[Items from a labeling collection]
* start *
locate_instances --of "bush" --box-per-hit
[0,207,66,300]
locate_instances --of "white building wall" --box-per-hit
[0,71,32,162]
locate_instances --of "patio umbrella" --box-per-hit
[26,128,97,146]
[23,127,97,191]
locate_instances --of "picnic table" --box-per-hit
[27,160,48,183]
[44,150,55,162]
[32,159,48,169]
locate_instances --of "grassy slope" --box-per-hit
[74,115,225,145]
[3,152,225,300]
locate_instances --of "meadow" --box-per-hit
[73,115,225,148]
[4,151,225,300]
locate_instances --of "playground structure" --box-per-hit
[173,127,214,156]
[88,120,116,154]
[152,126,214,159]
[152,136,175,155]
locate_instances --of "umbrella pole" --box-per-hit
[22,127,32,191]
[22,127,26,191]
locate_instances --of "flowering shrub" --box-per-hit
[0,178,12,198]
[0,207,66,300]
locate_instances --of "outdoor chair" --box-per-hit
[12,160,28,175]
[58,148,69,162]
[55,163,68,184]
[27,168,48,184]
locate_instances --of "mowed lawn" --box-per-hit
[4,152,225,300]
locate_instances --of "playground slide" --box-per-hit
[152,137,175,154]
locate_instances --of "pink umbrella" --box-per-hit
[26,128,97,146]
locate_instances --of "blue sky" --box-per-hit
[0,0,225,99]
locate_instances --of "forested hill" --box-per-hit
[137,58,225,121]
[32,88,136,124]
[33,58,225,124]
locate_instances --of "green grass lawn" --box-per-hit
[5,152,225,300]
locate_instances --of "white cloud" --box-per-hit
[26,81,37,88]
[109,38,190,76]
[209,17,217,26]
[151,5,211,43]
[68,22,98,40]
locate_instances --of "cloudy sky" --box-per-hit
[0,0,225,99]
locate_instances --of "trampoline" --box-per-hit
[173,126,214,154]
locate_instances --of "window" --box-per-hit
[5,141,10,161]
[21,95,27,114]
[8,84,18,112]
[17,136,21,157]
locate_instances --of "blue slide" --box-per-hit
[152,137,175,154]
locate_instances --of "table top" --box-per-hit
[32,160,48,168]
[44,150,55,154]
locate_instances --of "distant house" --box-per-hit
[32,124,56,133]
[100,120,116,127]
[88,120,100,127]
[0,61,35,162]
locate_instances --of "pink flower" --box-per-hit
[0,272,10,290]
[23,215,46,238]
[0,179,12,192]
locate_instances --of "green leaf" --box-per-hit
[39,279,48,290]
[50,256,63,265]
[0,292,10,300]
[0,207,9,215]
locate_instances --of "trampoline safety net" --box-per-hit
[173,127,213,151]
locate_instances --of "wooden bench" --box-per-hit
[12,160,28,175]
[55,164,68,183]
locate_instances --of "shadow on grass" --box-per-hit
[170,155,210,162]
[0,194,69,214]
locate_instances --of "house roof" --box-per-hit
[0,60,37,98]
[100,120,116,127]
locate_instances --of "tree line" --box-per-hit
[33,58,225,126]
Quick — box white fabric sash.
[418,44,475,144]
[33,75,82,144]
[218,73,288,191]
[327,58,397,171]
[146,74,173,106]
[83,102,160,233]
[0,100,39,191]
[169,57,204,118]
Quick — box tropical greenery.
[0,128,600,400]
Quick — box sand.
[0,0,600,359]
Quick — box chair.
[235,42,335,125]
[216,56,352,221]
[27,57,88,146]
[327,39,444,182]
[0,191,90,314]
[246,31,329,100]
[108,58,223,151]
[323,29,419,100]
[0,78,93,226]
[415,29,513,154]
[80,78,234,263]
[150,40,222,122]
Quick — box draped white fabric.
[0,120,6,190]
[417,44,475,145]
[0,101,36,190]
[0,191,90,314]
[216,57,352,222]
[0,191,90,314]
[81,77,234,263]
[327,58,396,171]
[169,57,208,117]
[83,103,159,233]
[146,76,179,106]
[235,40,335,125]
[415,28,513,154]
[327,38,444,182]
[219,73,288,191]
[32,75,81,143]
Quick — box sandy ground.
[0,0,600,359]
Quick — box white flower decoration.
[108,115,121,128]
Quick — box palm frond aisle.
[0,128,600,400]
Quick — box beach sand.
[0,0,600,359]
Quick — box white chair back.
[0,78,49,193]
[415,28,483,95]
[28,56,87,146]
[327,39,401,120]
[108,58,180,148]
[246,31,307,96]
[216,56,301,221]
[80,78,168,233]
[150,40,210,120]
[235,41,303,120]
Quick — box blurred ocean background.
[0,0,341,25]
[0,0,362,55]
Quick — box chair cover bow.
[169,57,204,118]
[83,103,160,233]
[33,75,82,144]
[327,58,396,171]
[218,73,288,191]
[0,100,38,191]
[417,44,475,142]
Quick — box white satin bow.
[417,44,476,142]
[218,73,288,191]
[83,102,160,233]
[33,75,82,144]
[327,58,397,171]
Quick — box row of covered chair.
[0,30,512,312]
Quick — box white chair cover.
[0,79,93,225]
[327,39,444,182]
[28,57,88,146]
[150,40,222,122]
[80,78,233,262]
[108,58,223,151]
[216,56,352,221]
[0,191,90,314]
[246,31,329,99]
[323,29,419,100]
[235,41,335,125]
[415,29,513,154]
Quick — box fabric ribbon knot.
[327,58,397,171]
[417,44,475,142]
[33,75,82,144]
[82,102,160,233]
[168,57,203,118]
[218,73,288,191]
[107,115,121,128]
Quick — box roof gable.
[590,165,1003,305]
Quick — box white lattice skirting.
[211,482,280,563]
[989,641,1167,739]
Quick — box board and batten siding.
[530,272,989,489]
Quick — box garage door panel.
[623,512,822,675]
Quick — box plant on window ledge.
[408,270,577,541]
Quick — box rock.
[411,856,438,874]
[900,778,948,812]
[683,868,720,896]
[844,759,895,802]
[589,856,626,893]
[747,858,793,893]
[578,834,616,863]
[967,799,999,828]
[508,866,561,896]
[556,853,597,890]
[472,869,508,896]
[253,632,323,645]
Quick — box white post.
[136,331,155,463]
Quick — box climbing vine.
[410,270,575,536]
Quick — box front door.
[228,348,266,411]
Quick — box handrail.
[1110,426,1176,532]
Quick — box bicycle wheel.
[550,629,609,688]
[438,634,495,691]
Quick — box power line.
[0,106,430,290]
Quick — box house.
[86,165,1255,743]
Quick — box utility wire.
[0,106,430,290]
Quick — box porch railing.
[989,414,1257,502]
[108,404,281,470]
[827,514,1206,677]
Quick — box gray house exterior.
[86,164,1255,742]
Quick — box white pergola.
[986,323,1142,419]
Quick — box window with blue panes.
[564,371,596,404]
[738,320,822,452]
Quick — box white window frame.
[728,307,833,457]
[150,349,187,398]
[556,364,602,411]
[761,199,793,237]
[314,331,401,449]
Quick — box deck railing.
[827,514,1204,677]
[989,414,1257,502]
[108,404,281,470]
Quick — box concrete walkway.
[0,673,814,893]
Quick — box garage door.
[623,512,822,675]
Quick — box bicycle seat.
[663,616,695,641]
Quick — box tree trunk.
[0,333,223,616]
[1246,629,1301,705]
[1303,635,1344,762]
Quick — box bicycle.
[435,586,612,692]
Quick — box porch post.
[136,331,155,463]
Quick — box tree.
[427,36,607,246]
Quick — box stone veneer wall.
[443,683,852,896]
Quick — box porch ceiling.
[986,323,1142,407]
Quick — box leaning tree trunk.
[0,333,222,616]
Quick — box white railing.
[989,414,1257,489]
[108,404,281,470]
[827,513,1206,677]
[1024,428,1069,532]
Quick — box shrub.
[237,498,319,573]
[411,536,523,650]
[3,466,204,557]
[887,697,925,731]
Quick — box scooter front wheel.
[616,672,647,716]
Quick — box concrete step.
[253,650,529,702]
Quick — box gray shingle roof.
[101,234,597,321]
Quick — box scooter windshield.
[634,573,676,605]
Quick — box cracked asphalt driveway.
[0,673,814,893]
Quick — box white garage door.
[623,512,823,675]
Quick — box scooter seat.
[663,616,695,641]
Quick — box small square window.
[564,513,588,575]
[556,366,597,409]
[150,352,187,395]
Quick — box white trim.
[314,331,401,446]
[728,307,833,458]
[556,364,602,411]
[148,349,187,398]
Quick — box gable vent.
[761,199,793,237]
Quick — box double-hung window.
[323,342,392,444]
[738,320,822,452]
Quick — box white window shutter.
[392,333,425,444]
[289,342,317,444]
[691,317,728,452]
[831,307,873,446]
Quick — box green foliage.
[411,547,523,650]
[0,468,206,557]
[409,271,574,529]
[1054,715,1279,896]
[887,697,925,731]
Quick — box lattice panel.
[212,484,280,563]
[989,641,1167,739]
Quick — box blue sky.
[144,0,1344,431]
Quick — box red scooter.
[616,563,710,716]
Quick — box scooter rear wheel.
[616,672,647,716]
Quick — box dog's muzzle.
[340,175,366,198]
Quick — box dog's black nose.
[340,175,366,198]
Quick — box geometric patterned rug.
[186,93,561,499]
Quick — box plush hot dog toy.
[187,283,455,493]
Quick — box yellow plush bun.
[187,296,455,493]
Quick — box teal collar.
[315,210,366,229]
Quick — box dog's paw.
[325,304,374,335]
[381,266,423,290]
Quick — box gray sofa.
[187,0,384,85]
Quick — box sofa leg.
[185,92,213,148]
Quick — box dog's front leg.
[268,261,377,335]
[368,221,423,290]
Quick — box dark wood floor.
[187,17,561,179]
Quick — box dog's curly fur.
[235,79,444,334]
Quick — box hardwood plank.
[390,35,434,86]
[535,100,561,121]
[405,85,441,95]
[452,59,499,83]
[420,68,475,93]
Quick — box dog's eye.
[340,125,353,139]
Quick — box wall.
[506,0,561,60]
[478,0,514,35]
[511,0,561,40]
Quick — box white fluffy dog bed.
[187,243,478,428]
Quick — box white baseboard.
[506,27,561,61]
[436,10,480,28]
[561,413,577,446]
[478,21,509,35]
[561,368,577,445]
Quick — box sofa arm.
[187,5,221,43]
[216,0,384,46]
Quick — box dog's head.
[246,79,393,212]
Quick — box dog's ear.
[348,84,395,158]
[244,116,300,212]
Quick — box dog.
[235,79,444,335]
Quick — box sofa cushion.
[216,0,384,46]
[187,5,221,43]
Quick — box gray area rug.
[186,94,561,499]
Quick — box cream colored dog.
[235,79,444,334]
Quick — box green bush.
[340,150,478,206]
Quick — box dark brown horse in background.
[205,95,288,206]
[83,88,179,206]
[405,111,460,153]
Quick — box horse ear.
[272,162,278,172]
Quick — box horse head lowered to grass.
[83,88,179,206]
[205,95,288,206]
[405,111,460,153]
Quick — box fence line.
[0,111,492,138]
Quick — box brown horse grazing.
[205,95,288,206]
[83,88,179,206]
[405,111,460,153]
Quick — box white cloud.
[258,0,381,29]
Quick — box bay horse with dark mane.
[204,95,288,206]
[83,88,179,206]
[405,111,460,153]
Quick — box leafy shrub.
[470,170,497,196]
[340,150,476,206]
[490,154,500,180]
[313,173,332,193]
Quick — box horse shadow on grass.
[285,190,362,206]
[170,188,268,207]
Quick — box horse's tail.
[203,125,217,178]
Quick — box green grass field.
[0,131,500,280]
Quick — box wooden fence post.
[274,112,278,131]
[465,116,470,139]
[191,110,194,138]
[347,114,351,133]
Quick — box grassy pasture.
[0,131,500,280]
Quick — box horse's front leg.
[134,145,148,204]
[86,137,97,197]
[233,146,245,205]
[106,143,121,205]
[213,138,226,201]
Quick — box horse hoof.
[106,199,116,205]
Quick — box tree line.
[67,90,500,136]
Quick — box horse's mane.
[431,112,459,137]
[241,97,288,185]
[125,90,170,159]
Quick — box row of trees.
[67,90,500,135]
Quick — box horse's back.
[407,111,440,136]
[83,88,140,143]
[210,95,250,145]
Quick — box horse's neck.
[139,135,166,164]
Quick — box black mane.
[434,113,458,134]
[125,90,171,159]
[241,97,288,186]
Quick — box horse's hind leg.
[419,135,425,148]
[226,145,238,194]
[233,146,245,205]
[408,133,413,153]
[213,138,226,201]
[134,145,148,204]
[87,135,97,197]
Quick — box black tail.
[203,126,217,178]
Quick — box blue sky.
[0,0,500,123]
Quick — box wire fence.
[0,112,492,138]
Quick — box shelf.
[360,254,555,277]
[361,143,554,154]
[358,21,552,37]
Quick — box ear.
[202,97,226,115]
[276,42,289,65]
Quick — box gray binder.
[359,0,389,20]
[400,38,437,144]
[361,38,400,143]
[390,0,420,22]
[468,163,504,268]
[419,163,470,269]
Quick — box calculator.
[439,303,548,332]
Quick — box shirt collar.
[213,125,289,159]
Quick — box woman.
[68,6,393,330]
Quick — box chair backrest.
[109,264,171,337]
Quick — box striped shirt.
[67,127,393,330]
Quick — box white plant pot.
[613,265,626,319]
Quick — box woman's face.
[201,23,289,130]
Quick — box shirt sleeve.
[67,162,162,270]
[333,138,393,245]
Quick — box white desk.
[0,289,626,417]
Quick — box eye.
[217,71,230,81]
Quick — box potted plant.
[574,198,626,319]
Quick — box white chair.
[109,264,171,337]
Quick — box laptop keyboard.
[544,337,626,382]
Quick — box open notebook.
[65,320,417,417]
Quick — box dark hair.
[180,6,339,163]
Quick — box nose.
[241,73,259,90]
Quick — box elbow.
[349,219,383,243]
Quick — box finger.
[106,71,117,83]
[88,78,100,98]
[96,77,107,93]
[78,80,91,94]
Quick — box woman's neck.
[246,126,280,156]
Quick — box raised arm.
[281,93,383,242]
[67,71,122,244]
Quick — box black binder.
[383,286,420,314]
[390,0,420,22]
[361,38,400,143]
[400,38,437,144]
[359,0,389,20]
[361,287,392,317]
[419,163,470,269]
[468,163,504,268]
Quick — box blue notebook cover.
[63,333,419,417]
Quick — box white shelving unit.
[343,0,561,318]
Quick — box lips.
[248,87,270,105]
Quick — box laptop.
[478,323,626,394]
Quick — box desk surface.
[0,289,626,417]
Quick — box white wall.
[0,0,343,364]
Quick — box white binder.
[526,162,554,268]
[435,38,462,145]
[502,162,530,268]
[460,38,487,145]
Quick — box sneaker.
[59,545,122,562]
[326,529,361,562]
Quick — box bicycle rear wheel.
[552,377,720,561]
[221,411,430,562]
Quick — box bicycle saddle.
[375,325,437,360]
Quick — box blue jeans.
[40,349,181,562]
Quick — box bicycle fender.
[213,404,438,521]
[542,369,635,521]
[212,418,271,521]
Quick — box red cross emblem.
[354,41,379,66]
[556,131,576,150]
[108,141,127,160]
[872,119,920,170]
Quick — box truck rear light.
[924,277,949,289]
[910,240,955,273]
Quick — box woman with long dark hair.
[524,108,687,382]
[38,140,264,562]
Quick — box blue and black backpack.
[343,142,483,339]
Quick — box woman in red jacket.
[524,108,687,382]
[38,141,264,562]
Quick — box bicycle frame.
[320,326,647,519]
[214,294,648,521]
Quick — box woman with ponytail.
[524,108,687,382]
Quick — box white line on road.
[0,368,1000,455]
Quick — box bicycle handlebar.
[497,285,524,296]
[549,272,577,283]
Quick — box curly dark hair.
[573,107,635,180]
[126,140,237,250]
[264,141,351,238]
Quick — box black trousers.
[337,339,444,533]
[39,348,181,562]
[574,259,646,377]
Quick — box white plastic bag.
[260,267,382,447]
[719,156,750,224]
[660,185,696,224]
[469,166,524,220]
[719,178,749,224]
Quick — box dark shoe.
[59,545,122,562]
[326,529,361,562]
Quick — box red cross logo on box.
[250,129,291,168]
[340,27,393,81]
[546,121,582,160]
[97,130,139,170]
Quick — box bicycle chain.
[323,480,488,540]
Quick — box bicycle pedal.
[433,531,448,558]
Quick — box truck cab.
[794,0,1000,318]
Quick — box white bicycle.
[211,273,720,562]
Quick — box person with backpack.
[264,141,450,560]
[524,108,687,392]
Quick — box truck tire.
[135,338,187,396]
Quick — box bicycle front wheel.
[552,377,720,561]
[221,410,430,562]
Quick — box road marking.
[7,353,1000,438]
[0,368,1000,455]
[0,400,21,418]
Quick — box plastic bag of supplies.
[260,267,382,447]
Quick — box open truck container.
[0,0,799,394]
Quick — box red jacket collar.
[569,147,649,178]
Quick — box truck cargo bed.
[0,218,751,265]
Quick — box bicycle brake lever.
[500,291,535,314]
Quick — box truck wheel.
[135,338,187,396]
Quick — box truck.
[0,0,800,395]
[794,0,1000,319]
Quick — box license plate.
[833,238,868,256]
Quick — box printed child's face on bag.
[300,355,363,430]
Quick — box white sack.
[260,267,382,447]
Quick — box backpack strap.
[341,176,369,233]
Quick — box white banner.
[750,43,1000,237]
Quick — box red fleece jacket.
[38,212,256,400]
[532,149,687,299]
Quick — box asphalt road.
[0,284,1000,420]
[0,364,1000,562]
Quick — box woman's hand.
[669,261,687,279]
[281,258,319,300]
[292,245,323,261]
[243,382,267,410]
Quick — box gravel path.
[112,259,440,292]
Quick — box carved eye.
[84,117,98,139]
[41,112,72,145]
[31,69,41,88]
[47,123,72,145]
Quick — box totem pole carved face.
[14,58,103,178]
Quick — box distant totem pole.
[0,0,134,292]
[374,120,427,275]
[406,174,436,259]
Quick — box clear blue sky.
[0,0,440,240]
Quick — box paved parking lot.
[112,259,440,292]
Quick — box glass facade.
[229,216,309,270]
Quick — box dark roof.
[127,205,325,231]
* end *
(TASK): Could you write out the part of the data above that opens with the line containing "Quick — box nose." and closes with the line containing "[212,418,271,521]", keeping every line exactly as it stands?

(WRITTEN RESPONSE):
Quick — box nose.
[241,73,259,90]
Quick — box elbow.
[349,219,383,243]
Quick — box finger.
[106,71,117,83]
[88,78,100,98]
[96,77,107,93]
[78,80,91,94]
Quick — box woman's neck.
[246,126,280,156]
Quick — box raised arm.
[281,93,383,242]
[67,71,122,244]
Quick — box black binder.
[383,286,420,314]
[390,0,420,22]
[361,38,400,143]
[400,38,437,144]
[359,0,389,20]
[361,287,392,317]
[419,163,470,269]
[468,163,504,268]
Quick — box blue notebook cover.
[63,333,419,417]
Quick — box white shelving unit.
[343,0,561,318]
Quick — box lips.
[248,87,270,105]
Quick — box laptop.
[478,323,626,394]
Quick — box desk surface.
[0,289,626,417]
Quick — box white wall.
[0,0,343,364]
Quick — box white binder.
[526,162,554,268]
[435,38,462,145]
[502,162,530,268]
[460,38,487,145]
Quick — box sneaker.
[59,545,122,562]
[326,529,361,562]
Quick — box bicycle rear wheel.
[552,377,720,561]
[221,411,430,562]
Quick — box bicycle saddle.
[375,325,437,360]
Quick — box blue jeans.
[40,349,181,562]
Quick — box bicycle fender.
[213,404,438,521]
[542,369,635,521]
[212,418,271,521]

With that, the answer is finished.